= DOCUMENTO DE ORIGEM =

Explorar conceitos: como eu me faço ponto, linha e plano? Em que essa sensação me

faz pensar?

Instigar o pensamento ao relacionar a dinâmica do “quebra-cabeça humano” e as

estratégias para sua decomposição, quais os caminhos criados e as propostas

escolhidas. Há relação com a obra “Baba Antropofágica” proposta por Lygia Clarck?

Os caminhos que a linha percorre sobre o corpo humano são pré-determinados? E o

nosso desenrolar humano, sem soltar as mãos, pode ser repetido e imitado de forma

igual? O ponto de entrada na dinâmica é possível de ser separado de seu

desenvolvimento?

Ação pós-aula: imprimir as imagens que comporão um mapa-instalação.

[Registros armazenados]
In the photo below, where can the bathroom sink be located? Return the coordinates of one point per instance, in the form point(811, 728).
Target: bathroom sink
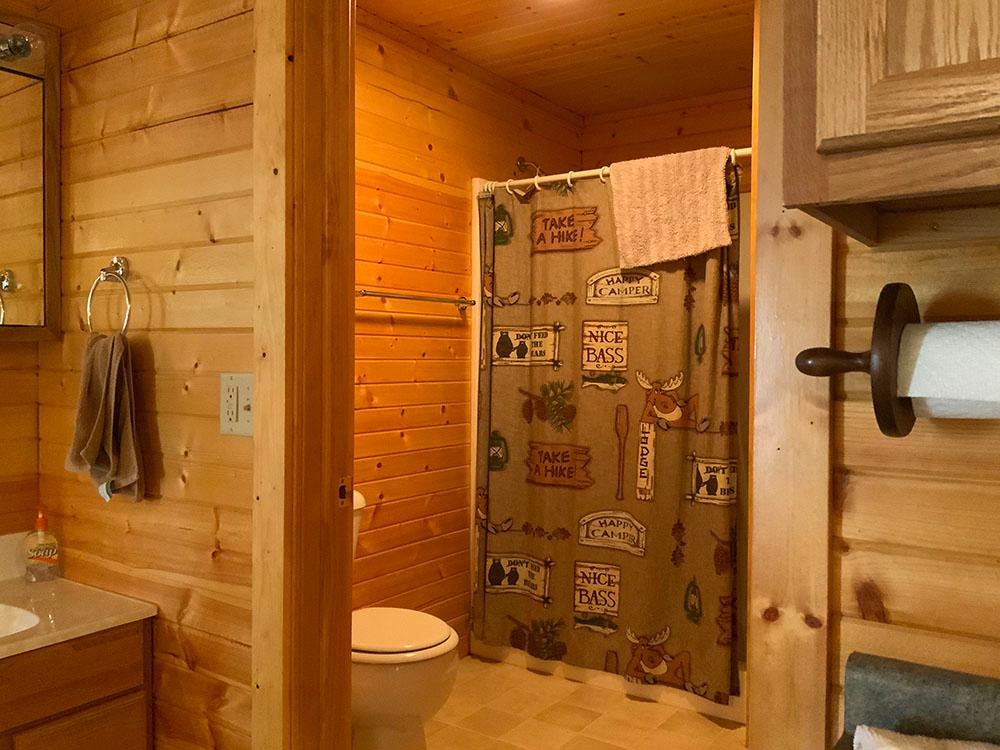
point(14, 620)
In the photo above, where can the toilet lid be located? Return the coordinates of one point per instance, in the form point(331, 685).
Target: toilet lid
point(389, 630)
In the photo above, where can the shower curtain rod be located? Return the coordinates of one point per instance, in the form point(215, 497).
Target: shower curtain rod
point(571, 176)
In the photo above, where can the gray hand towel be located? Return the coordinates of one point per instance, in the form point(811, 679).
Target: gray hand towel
point(105, 442)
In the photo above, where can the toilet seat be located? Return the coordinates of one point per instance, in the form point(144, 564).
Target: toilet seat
point(390, 635)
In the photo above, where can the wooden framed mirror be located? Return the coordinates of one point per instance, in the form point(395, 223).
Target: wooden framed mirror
point(30, 285)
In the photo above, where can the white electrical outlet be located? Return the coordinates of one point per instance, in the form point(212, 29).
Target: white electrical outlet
point(236, 403)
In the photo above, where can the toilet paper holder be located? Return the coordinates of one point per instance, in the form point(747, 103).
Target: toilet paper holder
point(896, 309)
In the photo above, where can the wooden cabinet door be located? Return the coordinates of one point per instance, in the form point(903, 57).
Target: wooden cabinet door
point(892, 72)
point(120, 724)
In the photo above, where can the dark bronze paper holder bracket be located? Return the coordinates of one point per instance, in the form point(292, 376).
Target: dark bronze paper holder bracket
point(897, 308)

= ENUNCIADO 1 =
Indique se cada afirmação concorda com o roteiro sobre ponto, linha e plano, respondendo sim ou não e citando literalmente as palavras do roteiro que decidem a questão: (a) o roteiro menciona a obra “Baba Antropofágica”; (b) a ação pós-aula consiste em apagar as imagens; (c) o roteiro pergunta se os caminhos da linha sobre o corpo humano são pré-determinados.
= ENUNCIADO 2 =
Prossiga com o roteiro sobre ponto, linha e plano a partir do ponto em que ele termina.
Os registros provêm de outra fonte.

= RESPOSTA 1 =
(a) Sim: “Há relação com a obra “Baba Antropofágica” proposta por Lygia Clarck?”
(b) Não: “Ação pós-aula: imprimir as imagens que comporão um mapa-instalação.”
(c) Sim: “Os caminhos que a linha percorre sobre o corpo humano são pré-determinados?”

= RESPOSTA 2 =
Aula 04:

Retomar a conversa sobre o percurso da linha sobre o corpo humano, com base na

performance “Baba Antropofágica” de Lygia Clark, relacionando-a com a dinâmica

do quebra-cabeça humano. Propor uma ação interventiva com base na ideia de

caminhar;

Proposta de ação: distribuir papéis de tamanho A3 coloridos, sugerir aos estudantes

que a partir daqueles papéis e utilizando apenas uma tesoura, construam seu próprio

caminhar, não há regras que demarcam a forma de cortar, nem quais as direções a

seguir. O único limite é manter a tesoura em contato com o papel até o término do

caminho.

Expor os trabalhos no fundo da sala de aula, configurando um caminhar coletivo, que

poderá sofrer interferência de outros estudantes, e dos próprios colegas, sendo

desmanchado aos poucos e reduzido a alguns percevejos e restos de papéis junto à

parede. Aproveita-se este acontecimento para falar de arte efêmera.

Após viver a experiência do caminhar, apresentar a obra “Caminhando” de Lygia

Clarck e mostrar aos estudantes que a arte está sendo pensada por muitos artistas e,

aquilo que fazemos na escola, também pode ser pensado e tornar-se arte.

Retomar as imagens fotográficas que os estudantes fizeram de seu cotidiano e,

identificar relações com o que estamos fazendo a cada encontro aula.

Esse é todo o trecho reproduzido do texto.